──────── Passage provided ────────
Unsatisfied with the Decision of the NLRC, respondents filed a Petition for Certiorari under Rule 65 of the Rules of Court with the CA. On September 29, 2015, the CA reinstated the Decision of the LA.[27] The CA held that private respondent company was able to prove that petitioners were made to report back to work.[28] What is apparent is petitioners’ disobedience to such directive, which is a clear indication of their intention to sever employment with respondent.[29] Petitioners failed to report to their jobs and merely relied on the affidavit of the employee from TUCP which remained unsubstantiated compared to the evidentiary worth of the documents presented by Super K Drug Store.[30] Petitioners’ neglect of duty can be a cause for termination of employment. The CA held that the “operative” fact which severs the ties of the employer-employee relationship is the twin notice requirement under the labor laws. However, private respondent was unable to even comply with the twin notice requirement as petitioners had already filed a labor complaint against respondent.[31] The CA denied payment of petitioners’ money claims. Payrolls submitted in evidence bore petitioners’ signatures and was the best evidence of acknowledgment and actual amount of salaries paid to petitioners. The SSS Employee Static Information did not show actual payment of salaries and the amount duly received by petitioners. This only showed the amount duly contributed by respondent company pursuant to SSS law. Finally, the CA did not give credence to petitioners’ claim that their salaries were subject to illegal deduction. While there were photographs[32] showing the alleged robber, they did not prove that illegal deductions were made on petitioners’ salaries.[33]

Petitioners filed the instant petition, claiming that they were illegally dismissed from employment.[34] They argue that abandonment of their employment could not have been inferred from their actions. Apart from manifesting at the conciliatory proceedings their willingness to return to work, they eventually filed an illegal dismissal suit. They were also not aware of the return to work notices issued by respondent company, and respondent company even failed to prove their receipt of said notices. Petitioners claim that sending by registered mail the return to work notices pending the conciliatory proceedings was peculiar and questionable. Respondents could have personally furnished the same to petitioners during the conciliatory proceedings.[35] Absent proof of receipt of the return to work notices, it only bolsters the fact that petitioners were prevented from returning to work and unjustly dismissed from employment. The return to work notices are clearly afterthoughts in order for respondent company to be able to claim that petitioners abandoned employment.[36] Anent their salaries, the SSS Employee Static Information should have been given credence as this supports petitioners’ claim that they were underpaid. The SSS Employee Static Information contravenes the regularity of the execution of the payroll. The sinumpaang salaysay of respondent company’s former employees also support that there is underpayment and that petitioners were forced to sign the payroll even if it did not reflect the actual amount they received from the employer. Further, petitioners are entitled to payment of their commuted unused service incentive leaves and the value of the unauthorized deductions from their salaries.[37]

In their Comment,[38] respondents claim that petitioners were told to return to work. Moreover, return to work notices sent by registered mail were duly received by petitioners. They emphasize that there are registry receipts and return cards.[39] The notices sent out during conciliatory proceedings only show that respondents were willing to accept petitioners back to work. The fact that the same were sent to petitioners’ postal address during the conciliation proceedings does not necessarily mean that respondents should be held liable for dismissing petitioners.[40] The SSS Employee Static Information is not sufficient evidence of underpayment. This document is only used to determine the remittances being made by the employer. The best evidence to show that petitioners received their correct wage is the payroll. Respondent company doubts petitioners’ claim because if there really was a disparity in the payroll and the actual salaries received, then petitioners should have long disputed this concern as they have been in the employ of the company ranging from 1 to 4 years.[41] All other money claims of petitioners should be denied. There is no proof that petitioners’ salaries were deducted.[42]

Ruling of the Court

It is settled that the employer bears the burden of proving that the employee’s dismissal is for a just or authorized cause.[43] Here, respondent company and the owners argue that abandonment of employment is a valid ground to dismiss petitioners. Petitioners’ abandonment is proven by their failure to respond and comply with the return to work notices sent by respondent company.
──────── Entries shown ────────
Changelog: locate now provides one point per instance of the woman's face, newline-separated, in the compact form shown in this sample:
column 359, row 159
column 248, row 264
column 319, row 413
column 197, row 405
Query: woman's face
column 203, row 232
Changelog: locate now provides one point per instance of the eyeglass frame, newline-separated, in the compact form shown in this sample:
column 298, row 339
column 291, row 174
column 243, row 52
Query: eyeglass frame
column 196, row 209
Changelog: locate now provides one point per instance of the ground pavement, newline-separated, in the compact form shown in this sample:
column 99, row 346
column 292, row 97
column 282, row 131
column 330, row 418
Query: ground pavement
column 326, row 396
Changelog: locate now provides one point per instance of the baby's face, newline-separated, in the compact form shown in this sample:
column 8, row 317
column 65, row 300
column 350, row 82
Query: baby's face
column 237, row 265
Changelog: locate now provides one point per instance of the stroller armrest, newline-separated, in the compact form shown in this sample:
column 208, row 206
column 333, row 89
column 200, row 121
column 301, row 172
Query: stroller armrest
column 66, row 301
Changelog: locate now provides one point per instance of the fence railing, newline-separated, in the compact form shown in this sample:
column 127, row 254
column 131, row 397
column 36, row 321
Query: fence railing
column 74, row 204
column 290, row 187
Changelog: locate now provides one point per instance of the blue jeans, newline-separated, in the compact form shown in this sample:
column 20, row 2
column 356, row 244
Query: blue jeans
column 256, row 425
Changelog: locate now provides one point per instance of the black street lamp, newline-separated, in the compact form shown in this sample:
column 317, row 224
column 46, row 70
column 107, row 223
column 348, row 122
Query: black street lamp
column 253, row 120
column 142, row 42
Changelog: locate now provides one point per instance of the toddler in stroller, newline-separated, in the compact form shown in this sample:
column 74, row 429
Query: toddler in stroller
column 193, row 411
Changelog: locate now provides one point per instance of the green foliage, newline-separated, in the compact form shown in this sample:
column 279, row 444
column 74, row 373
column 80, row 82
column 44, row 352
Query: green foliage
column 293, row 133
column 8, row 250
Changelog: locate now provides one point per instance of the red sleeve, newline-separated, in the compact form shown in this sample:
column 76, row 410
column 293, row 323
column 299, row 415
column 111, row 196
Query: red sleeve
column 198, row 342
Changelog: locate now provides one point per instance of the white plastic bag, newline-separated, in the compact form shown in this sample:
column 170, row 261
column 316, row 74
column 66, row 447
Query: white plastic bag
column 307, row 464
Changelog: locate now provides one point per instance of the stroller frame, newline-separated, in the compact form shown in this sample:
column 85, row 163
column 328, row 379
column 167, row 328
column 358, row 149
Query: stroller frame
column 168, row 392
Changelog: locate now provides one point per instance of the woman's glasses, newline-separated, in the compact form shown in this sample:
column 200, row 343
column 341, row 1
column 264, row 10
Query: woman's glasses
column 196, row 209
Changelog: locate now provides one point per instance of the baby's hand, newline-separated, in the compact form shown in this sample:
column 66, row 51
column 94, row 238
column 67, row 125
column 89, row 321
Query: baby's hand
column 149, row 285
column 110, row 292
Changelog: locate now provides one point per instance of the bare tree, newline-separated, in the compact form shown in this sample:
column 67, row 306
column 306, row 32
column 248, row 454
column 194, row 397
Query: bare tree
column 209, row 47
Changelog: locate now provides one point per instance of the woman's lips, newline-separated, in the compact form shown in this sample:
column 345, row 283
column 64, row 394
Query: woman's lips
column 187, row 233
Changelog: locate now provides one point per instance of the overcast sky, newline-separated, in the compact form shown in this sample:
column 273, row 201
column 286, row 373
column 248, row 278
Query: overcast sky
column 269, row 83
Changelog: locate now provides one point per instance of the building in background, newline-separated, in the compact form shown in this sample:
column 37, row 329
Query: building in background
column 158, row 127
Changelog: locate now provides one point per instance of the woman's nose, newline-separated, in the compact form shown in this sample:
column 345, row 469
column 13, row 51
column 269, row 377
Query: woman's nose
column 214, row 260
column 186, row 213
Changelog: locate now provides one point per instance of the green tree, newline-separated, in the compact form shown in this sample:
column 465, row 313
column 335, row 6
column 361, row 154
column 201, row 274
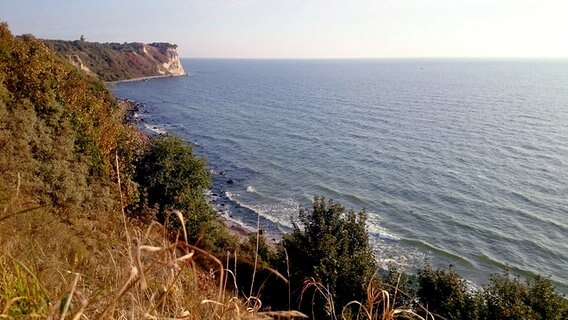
────────
Problem statement →
Copy everything in the court ruling above from "It is settled" down to "by respondent company.", word for word.

Answer to the problem →
It is settled that the employer bears the burden of proving that the employee’s dismissal is for a just or authorized cause.[43] Here, respondent company and the owners argue that abandonment of employment is a valid ground to dismiss petitioners. Petitioners’ abandonment is proven by their failure to respond and comply with the return to work notices sent by respondent company.